■ **OBJECTIVE**: Reproduce every one of the following records verbatim, line for line, without alteration.
>> Begin
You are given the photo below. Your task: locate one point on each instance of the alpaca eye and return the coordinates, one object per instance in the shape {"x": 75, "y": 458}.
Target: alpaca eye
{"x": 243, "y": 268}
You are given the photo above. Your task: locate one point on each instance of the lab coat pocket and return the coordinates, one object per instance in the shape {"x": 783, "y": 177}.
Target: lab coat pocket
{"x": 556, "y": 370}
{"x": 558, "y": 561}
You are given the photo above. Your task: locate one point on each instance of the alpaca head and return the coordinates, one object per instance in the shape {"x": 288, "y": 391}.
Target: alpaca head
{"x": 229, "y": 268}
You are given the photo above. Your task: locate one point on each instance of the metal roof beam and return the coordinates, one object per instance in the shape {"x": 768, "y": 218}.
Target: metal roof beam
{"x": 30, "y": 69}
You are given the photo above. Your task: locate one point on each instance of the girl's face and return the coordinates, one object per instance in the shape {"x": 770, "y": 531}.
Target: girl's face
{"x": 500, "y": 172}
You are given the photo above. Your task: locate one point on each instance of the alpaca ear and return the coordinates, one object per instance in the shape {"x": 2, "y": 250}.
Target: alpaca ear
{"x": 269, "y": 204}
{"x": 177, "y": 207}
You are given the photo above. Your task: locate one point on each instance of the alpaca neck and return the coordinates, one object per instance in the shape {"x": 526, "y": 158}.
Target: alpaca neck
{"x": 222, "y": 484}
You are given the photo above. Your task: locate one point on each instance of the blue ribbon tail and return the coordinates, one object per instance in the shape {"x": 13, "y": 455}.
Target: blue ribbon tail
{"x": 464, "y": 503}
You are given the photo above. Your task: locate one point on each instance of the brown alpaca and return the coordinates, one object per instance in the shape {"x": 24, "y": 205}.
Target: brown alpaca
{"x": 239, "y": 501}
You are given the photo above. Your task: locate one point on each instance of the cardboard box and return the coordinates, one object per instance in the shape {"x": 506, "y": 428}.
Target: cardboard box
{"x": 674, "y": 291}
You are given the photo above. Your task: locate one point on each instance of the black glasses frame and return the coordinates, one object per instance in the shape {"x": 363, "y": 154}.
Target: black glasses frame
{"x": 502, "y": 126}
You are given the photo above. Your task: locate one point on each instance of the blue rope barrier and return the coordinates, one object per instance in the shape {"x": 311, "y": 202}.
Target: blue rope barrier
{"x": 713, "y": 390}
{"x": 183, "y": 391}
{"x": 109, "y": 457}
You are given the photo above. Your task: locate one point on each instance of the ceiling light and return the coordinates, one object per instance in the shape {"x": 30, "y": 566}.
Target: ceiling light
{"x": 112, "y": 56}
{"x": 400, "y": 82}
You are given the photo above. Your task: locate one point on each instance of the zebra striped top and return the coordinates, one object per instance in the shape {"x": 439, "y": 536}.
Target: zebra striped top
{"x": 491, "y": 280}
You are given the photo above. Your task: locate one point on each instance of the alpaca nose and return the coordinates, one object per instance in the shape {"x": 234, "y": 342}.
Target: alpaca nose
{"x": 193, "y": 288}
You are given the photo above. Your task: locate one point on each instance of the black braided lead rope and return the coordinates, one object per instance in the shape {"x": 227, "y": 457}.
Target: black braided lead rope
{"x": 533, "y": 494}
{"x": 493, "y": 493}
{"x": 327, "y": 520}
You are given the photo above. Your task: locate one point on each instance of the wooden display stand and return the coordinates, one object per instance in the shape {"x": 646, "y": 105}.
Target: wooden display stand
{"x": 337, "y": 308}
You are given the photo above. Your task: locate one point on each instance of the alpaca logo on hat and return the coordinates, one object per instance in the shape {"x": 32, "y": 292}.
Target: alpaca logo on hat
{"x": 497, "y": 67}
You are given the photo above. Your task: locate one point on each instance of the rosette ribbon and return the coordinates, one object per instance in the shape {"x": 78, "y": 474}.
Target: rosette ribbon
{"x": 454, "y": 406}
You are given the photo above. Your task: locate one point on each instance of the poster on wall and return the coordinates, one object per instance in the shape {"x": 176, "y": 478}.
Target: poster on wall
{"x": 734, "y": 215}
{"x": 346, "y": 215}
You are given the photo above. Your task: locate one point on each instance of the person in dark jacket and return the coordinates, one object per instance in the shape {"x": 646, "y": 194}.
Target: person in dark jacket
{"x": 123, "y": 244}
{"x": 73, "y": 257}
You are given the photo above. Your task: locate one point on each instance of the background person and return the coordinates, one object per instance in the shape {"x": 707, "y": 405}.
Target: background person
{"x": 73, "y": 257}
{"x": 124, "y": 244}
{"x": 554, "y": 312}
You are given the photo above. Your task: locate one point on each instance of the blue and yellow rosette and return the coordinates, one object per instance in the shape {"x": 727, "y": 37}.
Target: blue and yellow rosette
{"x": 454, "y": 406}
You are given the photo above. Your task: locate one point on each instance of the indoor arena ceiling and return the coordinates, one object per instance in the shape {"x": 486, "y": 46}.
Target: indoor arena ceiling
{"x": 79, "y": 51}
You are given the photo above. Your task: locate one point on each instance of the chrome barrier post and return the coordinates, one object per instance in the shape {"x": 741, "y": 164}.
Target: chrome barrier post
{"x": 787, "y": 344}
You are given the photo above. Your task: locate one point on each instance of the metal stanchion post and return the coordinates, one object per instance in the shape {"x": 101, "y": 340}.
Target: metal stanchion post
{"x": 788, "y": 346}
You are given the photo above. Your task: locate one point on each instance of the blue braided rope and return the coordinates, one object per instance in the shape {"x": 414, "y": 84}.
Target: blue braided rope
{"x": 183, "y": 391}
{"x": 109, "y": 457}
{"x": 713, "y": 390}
>> End
■ **COMPLETED TASK**:
You are given the photo below. Your task: locate one point on each instance of the alpaca eye and return the coordinates, one object per instance in the shape {"x": 75, "y": 458}.
Target: alpaca eye
{"x": 243, "y": 268}
You are given the photo above. Your task: locate one point on each instance of the lab coat pocket and return the coordinates, one object per instance in the shape {"x": 783, "y": 177}.
Target: lab coat pocket
{"x": 556, "y": 370}
{"x": 558, "y": 561}
You are given the photo above. Your task: locate one point on each instance of the alpaca head and return the coordinates, one object per instance in the shape {"x": 288, "y": 391}.
Target: alpaca head
{"x": 229, "y": 268}
You are given the photo above. Your task: locate one point on each instance of the metal roof beam and return the coordinates, one object per instance in the shape {"x": 768, "y": 218}.
Target: metal roof beam
{"x": 30, "y": 69}
You are given the photo above. Your task: locate one point on each instance of the girl's face and return the coordinates, one object per instance in the shape {"x": 770, "y": 531}.
Target: girl's face
{"x": 500, "y": 172}
You are given the photo above. Your task: locate one point on each instance of the alpaca ear and return the coordinates, one object per instance in the shape {"x": 2, "y": 250}.
Target: alpaca ear
{"x": 269, "y": 204}
{"x": 177, "y": 207}
You are given the photo above. Your task: locate one point on each instance of the alpaca neck and return the coordinates, one object per instance in the shape {"x": 526, "y": 158}.
Target: alpaca neck
{"x": 222, "y": 484}
You are given the photo above. Your task: locate one point on each instance of the blue ribbon tail and return the coordinates, one object per instance in the shape {"x": 13, "y": 455}.
Target: blue ribbon tail
{"x": 464, "y": 503}
You are given the photo above. Your task: locate one point on each instance of the brown alpaca and return the coordinates, one object per instance in the shape {"x": 24, "y": 205}.
Target: brown alpaca
{"x": 239, "y": 501}
You are given the photo above. Your task: locate one point on each instance of the cardboard box and return the coordinates, one object per instance in the shape {"x": 506, "y": 428}.
Target: cardboard box
{"x": 674, "y": 291}
You are given the photo above. Your task: locate one point on each instance of the black glasses frame and return the coordinates, one object per instance in the shape {"x": 363, "y": 154}.
Target: black glasses frame
{"x": 502, "y": 126}
You are given the photo above. Your task: locate one point on each instance of the blue rope barrier and return the coordinates, one object per instance in the shape {"x": 311, "y": 202}.
Target: blue rope barrier
{"x": 713, "y": 390}
{"x": 183, "y": 391}
{"x": 109, "y": 457}
You are given the photo above. Your task: locate one point on each instance of the ceiling light and return the coordinates, one object per instance in the shape {"x": 30, "y": 566}.
Target: ceiling light
{"x": 112, "y": 56}
{"x": 400, "y": 82}
You are given the photo above. Your task: locate one point on each instance of the zebra striped top and return the coordinates, one object per instance in the shape {"x": 439, "y": 536}.
Target: zebra striped top
{"x": 491, "y": 280}
You are given the photo above. Your task: locate one point on each instance of the alpaca nose and return the coordinates, one object per instance in the shape {"x": 234, "y": 342}.
Target: alpaca nose
{"x": 193, "y": 288}
You are given the photo above. Your task: locate one point on each instance of the black braided lead rope and return the coordinates, one object per instance in the shape {"x": 227, "y": 457}.
Target: black braided lead rope
{"x": 533, "y": 494}
{"x": 493, "y": 493}
{"x": 327, "y": 520}
You are given the photo above. Your task: locate one point on each instance of the wooden display stand and return the coordinates, one object per instance in the shape {"x": 646, "y": 105}.
Target: wooden display stand
{"x": 337, "y": 308}
You are given the photo above. Your task: locate one point on each instance of the alpaca logo on hat and return the coordinates, one object per instance in the shape {"x": 32, "y": 292}.
Target: alpaca logo on hat
{"x": 497, "y": 67}
You are given the photo above. Your task: locate one point on each instance of the rosette ribbon and return the coordinates, one object per instance in the shape {"x": 78, "y": 474}.
Target: rosette ribbon
{"x": 454, "y": 406}
You are given the photo above. Your task: locate one point on each instance of the poster on wall and return the coordinates, one object per instance in the shape {"x": 176, "y": 478}.
Target: poster on wall
{"x": 734, "y": 215}
{"x": 346, "y": 215}
You are given the photo above. Your task: locate one point on each instance of the person in dark jacket and return the coordinates, one object per instance in the shape {"x": 646, "y": 194}.
Target: person in dark jacket
{"x": 123, "y": 244}
{"x": 73, "y": 257}
You are given the photo above. Your task: locate one point on each instance of the background person and return the coordinates, one object per instance in the shape {"x": 707, "y": 405}.
Target: background person
{"x": 73, "y": 257}
{"x": 124, "y": 244}
{"x": 554, "y": 312}
You are given the photo above. Your task: locate one point on each instance of the blue and yellow rosette and return the coordinates, one object per instance in the shape {"x": 727, "y": 37}.
Target: blue and yellow rosette
{"x": 454, "y": 406}
You are given the photo above. Your task: locate one point on each instance of the indoor arena ceiling and return the coordinates, one object per instance in the shape {"x": 486, "y": 46}.
Target: indoor arena ceiling
{"x": 79, "y": 51}
You are given the photo above. Your task: locate one point on each instance of the chrome barrier post and return the coordinates, one object per instance in the shape {"x": 741, "y": 164}.
Target: chrome barrier post
{"x": 787, "y": 344}
You are given the photo above. Your task: locate one point on each instance of the metal stanchion post and return the coordinates, one object per instance in the shape {"x": 101, "y": 340}.
Target: metal stanchion post
{"x": 788, "y": 346}
You are given the photo above. Your task: locate one point on each instance of the blue braided rope and return the coordinates, one object per instance in the shape {"x": 414, "y": 84}.
Target: blue braided rope
{"x": 183, "y": 391}
{"x": 109, "y": 457}
{"x": 713, "y": 390}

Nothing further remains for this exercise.